─── TASK MATERIAL ───

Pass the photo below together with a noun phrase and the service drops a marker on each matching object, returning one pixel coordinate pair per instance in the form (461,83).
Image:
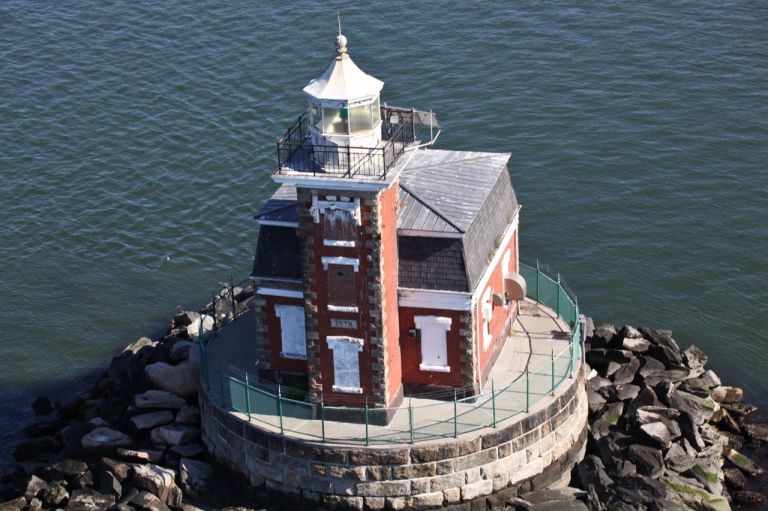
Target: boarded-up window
(346,363)
(293,332)
(341,285)
(339,225)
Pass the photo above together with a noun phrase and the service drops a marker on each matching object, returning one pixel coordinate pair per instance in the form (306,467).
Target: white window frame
(439,323)
(286,312)
(486,310)
(335,342)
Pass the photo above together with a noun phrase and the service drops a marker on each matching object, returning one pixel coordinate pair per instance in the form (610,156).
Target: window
(292,330)
(340,228)
(346,363)
(434,349)
(335,121)
(341,286)
(487,313)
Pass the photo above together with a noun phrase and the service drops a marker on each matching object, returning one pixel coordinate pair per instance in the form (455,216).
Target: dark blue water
(137,140)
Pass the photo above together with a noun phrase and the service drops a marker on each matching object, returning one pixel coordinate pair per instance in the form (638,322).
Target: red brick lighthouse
(374,247)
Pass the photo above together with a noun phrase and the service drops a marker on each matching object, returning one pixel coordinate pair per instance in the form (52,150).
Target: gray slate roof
(466,193)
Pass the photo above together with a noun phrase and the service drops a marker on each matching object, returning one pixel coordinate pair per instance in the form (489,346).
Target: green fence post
(410,419)
(221,383)
(247,396)
(527,390)
(455,416)
(322,417)
(232,294)
(493,403)
(553,371)
(366,421)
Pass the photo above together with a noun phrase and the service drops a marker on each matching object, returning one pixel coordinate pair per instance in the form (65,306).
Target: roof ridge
(431,208)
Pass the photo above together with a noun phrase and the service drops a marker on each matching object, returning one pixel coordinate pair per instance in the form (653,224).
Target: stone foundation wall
(484,466)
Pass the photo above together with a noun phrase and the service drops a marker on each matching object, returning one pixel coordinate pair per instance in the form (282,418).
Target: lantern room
(344,104)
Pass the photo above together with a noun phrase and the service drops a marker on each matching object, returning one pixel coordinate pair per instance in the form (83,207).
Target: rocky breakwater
(132,441)
(665,433)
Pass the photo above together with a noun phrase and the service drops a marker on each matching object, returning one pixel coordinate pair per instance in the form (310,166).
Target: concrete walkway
(522,377)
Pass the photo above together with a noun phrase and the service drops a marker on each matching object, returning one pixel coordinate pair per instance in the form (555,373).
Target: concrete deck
(522,378)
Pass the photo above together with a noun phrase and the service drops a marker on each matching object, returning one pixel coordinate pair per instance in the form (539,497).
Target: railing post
(553,371)
(322,417)
(455,416)
(247,396)
(527,390)
(232,293)
(410,419)
(493,402)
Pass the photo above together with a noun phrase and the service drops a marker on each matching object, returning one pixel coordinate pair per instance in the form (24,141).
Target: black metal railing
(399,128)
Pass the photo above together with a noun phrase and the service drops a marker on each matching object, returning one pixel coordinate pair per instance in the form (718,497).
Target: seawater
(137,141)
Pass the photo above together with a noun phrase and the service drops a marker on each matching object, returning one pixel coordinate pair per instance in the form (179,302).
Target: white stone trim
(334,183)
(333,340)
(278,223)
(420,321)
(431,299)
(434,369)
(429,234)
(342,308)
(285,293)
(338,243)
(348,390)
(348,261)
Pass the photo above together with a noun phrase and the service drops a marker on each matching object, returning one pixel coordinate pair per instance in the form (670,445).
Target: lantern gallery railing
(440,414)
(399,129)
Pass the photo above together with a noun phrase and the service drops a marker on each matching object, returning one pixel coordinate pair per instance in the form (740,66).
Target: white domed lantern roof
(344,104)
(343,81)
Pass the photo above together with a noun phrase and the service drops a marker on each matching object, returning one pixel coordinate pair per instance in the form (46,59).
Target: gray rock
(744,463)
(694,357)
(626,373)
(185,318)
(152,419)
(734,478)
(87,499)
(105,438)
(691,494)
(195,477)
(159,399)
(141,455)
(649,461)
(725,394)
(34,486)
(159,481)
(145,501)
(136,345)
(756,432)
(180,351)
(748,497)
(182,380)
(709,476)
(191,450)
(636,345)
(700,409)
(189,415)
(658,433)
(174,434)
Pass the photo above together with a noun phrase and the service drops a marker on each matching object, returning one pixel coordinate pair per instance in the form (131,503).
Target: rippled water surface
(137,140)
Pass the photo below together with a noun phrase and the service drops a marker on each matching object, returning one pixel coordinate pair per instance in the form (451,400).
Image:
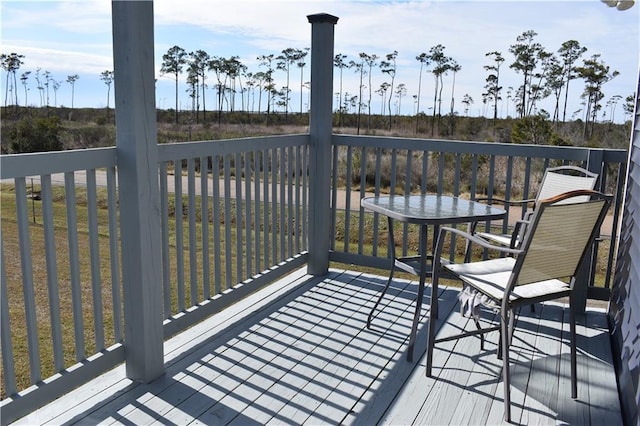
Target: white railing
(234,212)
(268,209)
(61,294)
(469,169)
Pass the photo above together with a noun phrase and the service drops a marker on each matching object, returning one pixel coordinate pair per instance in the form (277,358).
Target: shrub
(36,134)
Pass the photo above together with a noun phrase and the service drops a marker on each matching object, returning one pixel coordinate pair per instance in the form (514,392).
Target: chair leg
(512,324)
(505,365)
(477,323)
(574,366)
(384,291)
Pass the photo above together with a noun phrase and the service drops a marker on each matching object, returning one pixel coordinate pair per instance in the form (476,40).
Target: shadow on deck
(299,353)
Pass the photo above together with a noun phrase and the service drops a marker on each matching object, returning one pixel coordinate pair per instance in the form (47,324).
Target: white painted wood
(179,226)
(94,258)
(116,295)
(164,223)
(299,353)
(204,237)
(191,207)
(137,154)
(74,265)
(542,387)
(52,272)
(26,265)
(8,370)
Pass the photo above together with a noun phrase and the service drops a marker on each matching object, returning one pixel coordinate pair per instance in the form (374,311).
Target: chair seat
(490,277)
(502,239)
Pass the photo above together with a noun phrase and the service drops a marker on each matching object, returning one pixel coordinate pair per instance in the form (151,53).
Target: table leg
(392,250)
(423,273)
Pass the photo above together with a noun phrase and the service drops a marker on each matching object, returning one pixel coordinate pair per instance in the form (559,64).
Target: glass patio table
(424,210)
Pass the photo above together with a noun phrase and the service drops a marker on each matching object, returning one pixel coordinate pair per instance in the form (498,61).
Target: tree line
(544,74)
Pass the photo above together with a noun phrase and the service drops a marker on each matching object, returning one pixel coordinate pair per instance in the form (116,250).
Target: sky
(74,37)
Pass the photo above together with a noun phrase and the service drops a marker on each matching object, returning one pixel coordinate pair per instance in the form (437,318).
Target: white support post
(320,131)
(137,151)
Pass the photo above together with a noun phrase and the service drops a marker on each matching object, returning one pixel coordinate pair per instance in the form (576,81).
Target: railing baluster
(228,259)
(179,226)
(164,223)
(274,206)
(238,199)
(290,206)
(507,191)
(191,209)
(217,242)
(248,216)
(94,255)
(425,169)
(298,199)
(204,226)
(283,181)
(376,190)
(334,196)
(441,166)
(347,209)
(258,162)
(52,271)
(363,187)
(265,223)
(8,370)
(305,196)
(112,203)
(74,264)
(27,280)
(474,177)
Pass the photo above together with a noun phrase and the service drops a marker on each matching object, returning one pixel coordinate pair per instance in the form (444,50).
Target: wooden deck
(299,353)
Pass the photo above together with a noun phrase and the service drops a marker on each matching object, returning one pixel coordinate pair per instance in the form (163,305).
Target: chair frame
(530,203)
(508,305)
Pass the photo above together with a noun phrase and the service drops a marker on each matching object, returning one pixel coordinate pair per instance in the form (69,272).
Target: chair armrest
(473,239)
(519,229)
(505,202)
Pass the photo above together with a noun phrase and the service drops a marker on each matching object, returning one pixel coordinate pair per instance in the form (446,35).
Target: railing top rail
(43,163)
(177,150)
(467,147)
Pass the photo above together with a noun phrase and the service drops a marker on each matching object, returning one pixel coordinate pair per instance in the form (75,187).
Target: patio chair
(556,180)
(542,268)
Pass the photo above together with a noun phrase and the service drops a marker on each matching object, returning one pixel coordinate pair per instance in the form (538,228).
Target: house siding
(624,309)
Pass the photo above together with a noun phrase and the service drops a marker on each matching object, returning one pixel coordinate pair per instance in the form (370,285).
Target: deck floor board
(303,355)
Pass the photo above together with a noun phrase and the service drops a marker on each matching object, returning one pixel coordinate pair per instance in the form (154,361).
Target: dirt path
(341,201)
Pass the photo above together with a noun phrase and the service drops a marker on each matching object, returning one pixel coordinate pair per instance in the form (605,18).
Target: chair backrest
(558,180)
(559,236)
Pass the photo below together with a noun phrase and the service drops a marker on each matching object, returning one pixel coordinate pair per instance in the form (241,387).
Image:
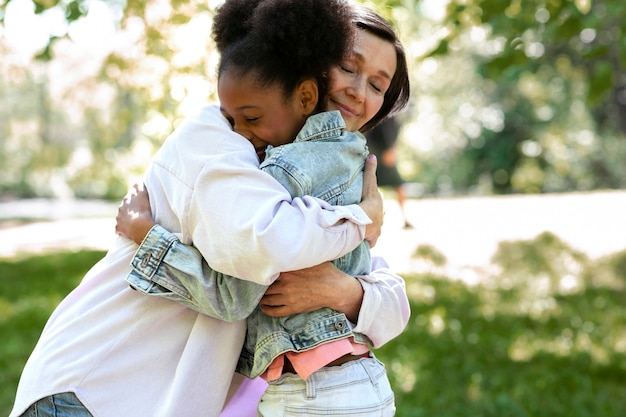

───

#### WORK REQUIRED:
Copy everything from the line containing "the form (605,18)." down to the end of the records, replacing "marker" with "pin" and leaving all else unchanged. Leave the pictures out of your answer.

#### EXERCISE OUTPUT:
Pass the photo above together with a noun phrase and the service drops a pin on each matching object, returning one pixel coordinate pair per instance in the form (605,18).
Target: chair backrest
(558,180)
(559,236)
Pass the photo below together with a noun phrase and the service drops a pin on each matching object, returning one pixel coordinate pair per instance in the form (241,387).
Image:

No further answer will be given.